**Assigned task:** Collect all lines from the records below that include the word "post".

Stored data entries:
════════════════════
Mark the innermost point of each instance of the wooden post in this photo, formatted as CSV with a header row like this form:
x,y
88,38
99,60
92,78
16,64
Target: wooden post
════════════════════
**Answer space:**
Mark the innermost point of each instance of the wooden post in this photo, formatted as CSV with a header row like this form:
Target: wooden post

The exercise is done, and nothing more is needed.